__What you need to do__.
Apart from the pictures, write out all the records exactly.

__Material for this exercise__.
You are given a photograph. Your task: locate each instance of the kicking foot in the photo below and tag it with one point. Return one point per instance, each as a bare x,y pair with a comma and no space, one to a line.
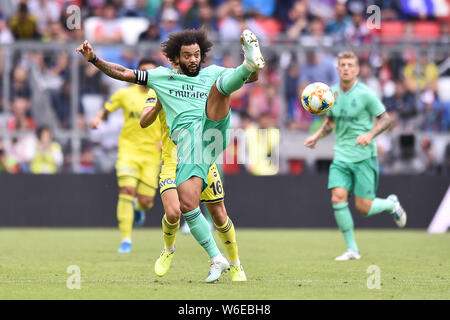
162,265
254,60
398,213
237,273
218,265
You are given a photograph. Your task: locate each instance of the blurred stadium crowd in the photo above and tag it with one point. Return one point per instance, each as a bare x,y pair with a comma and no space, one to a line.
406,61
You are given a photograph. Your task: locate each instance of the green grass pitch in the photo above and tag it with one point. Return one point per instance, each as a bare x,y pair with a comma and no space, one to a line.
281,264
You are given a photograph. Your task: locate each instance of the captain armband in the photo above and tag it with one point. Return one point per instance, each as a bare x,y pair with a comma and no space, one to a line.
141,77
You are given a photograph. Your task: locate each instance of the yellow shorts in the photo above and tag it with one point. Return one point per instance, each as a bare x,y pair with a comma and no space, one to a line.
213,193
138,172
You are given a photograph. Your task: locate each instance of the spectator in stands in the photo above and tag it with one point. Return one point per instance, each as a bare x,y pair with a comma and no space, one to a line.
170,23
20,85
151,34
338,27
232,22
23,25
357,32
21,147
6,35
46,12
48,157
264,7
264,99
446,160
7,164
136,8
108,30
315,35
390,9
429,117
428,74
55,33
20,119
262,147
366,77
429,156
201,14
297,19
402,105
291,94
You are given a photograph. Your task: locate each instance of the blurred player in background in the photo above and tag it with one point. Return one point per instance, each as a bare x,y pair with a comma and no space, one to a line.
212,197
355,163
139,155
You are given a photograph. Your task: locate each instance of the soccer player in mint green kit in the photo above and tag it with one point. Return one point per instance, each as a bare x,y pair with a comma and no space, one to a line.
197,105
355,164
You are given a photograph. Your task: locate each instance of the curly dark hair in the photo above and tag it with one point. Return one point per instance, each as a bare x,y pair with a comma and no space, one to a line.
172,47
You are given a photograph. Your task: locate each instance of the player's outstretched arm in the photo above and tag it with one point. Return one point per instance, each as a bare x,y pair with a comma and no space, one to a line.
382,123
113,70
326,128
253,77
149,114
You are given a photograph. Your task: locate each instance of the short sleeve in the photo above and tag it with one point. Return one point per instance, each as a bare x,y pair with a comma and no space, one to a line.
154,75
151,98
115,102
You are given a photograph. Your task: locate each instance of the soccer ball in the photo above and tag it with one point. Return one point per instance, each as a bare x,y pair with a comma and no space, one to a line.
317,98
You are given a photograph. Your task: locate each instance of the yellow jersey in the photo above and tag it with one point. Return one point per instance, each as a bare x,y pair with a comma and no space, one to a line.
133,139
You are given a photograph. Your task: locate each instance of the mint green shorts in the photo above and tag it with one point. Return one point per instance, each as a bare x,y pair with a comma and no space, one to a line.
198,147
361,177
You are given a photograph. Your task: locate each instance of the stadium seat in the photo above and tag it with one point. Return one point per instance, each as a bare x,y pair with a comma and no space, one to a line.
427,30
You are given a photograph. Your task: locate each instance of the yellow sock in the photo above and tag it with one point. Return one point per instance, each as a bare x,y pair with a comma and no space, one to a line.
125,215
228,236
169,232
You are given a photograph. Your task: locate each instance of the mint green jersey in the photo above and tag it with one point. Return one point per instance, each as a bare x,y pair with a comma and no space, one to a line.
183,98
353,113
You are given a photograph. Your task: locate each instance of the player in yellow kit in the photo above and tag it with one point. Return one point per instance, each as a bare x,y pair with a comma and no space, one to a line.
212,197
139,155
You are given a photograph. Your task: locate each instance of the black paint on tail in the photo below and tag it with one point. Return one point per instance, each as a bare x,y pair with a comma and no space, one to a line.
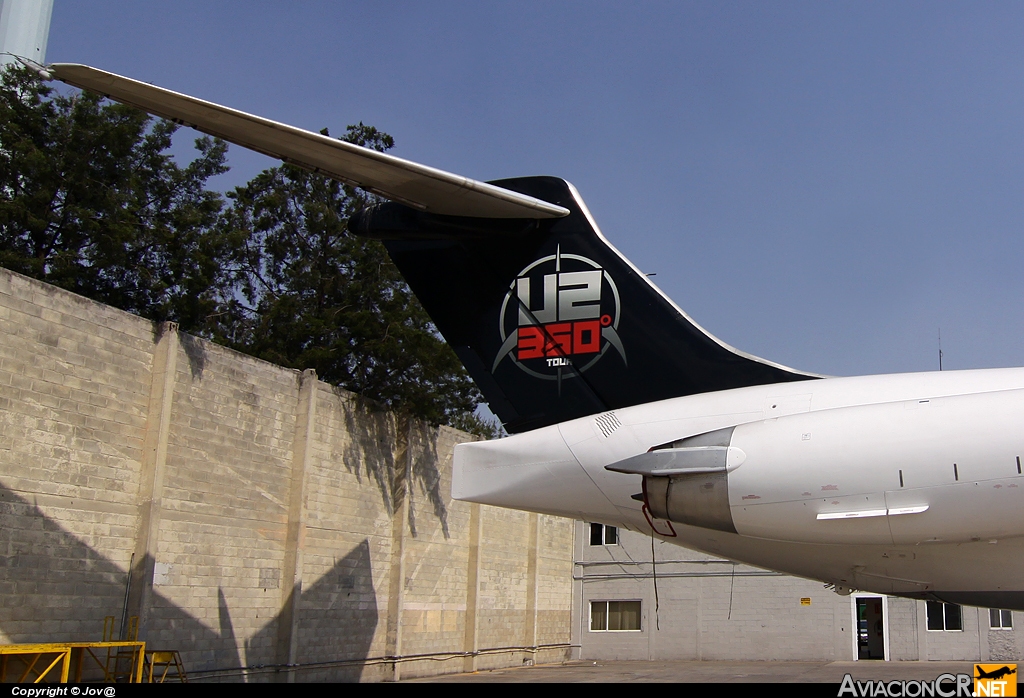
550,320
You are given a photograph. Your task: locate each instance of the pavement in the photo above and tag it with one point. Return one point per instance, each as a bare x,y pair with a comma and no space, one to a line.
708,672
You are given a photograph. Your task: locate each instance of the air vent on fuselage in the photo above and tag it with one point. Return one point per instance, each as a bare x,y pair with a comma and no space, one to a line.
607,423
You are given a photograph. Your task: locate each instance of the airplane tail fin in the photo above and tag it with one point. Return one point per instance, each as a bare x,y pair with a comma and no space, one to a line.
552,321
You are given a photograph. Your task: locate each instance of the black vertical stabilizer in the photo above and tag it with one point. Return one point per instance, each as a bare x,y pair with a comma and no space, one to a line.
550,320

__Written response__.
You are given a photograph. Your task: locate each instance of the kicking foot in the photo below and tag it with one point. Return one point per instance, each as a bare x,y pair with a comma and no space, one to a line.
162,265
254,60
398,213
237,273
218,265
You are given a photograph. Your task: locate each instance of the blurred stadium crowd in the photo above and tag it with one point. Return one point per instance, each as a bare x,y pair with a comma and no space, one to a line.
406,61
You are given a photograph. Your task: locate each instance of the green grass pitch in the photo above and tag it with one point. Return one point per instance, each as a bare x,y pair with a comma and no space, one to a line.
281,264
You are given a photograph. Your task: locate each instance of the captain armband in the photo above and tag it with one point. Return one point per instance, each as a bare x,y pair with a comma and no space, one to a line.
141,77
You are given a photograph. Your task: locate each instance of the yellow shorts in the photo above and tag it with one point. Return one point per instance, each as a bare x,y pair with a comma and no space, one to a line.
213,193
138,172
You are given a photograph. Your task: locate each instance of the spectator in stands in the photo above and tag it with one point. Return one point per instance, each as a bare x,y pair with a comma and no space, one to a line.
170,23
20,85
151,34
338,27
232,22
23,25
357,32
21,147
6,35
46,12
48,157
264,7
264,99
446,160
7,164
136,8
108,30
315,35
390,9
429,117
428,74
55,33
20,119
262,147
366,77
429,156
201,14
297,19
402,105
291,94
You are given a photograph. Your task: locate each instance of the blurred player in background in the photo above and tag it with one point. Return one point per instance, each as a bare x,y pair with a comma and no space, one to a line.
212,197
355,163
139,155
You are given a photograph. Your task: locate each instance of the soccer player in mint green kit in the photo above and tag it with one point. Return one point per instance, each as a bare x,y pair with a comma and no space, one to a line.
197,105
355,164
You are given a photograph. Your task: locate each instance of the curly dark hair in the photo above and tag it with one point. Return one point per instance, each as a bare x,y pair with a comma and no space, one to a line.
172,47
You are given a photograph. Your task: locate each instance of the player's outstretched arm in the photo above and tag it with one point. Return one point per instance, each as a bare x,y pair with a comma and no space, one to a line.
382,123
113,70
326,128
253,77
149,114
You are given a photograph. Your task: locate each instance of the short sleeve in the photo above and tag it with one point. Return one point per instance, each as a bare x,y pair with a comma and no space, one to a line.
154,75
151,98
115,102
You are given a photograph. Your task: locate each instance of the soccer ball in the photo above and tag it with one point. Return one point per instance, each as a bare x,y pair with a comma and no space, one to a line.
317,98
You are given a photograph. Your task: locate each instance of the yellow jersey in the photo above and tag it with one point. Return one point per instance, each as a bare x,y pair with a comma and no space, one to a line.
133,139
You are given a photograph. Your task: locate each instance of the mint green shorts in the photo above and tag it with one point. Return one point per instance, each as a bare x,y pair with a comma and no space, one to a line.
198,147
361,177
You are given a photograph. Your task: locate each instance of the stadium seat in the photo above and tag it with one point. Return one point per instance, each as a bare x,y pair with a comma and no space, one to a line.
427,30
You are given a photograph. Your task: locate each instance of the yellow sock in the photo above and tag it with one point. Return one point per instance, each as a bare x,y pair with a comma and no space, one to a line.
125,215
228,236
169,232
You are given a photograph. Your task: locate each instance of the mint green jersey in the photo above and tag it with one point. Return one point per instance, each as a bare x,y pair with a comma and no space, one to a line.
183,98
353,113
You are given a photograph. Your task: locate each instance of the player in yellow kit in the photo above and tag it with one point. Return one point per instance, each as a bare x,y pair with a comma and no space, one to a line.
212,197
139,155
You are given a photograph. Your task: locate each instance of the black paint on tail in the photo below and tag it with one point. Return one point per instance, each as a bare x,y pair with a comma and no space, one to a line.
550,320
You are given a photograph. Your task: locate each instance of the pavement in the photo above and tag it with one point. Return one point per instance, each as a bare x,y pair with a comma and no space, one to a line.
708,672
You are given a photograph. Your task: locate each instance of the air vent on fuselage in the photo above and tag it with one point. Return one point per instance, each as a bare x,y pair with a comma and no space, one to a line.
607,423
You are given a photograph. Your task: locate each instance of the airplane tail fin in the photo above and tag it with one point. Return one point per instance, each as a bare x,y pair with a comma and no space, one to a line.
552,321
You are given a photograph. Your task: locate each instance of the black vertical stabilizer in the photo above and tag it with one point. Return one point per instance, each as a bare x,y pair with a comma and no space, one to a line.
550,320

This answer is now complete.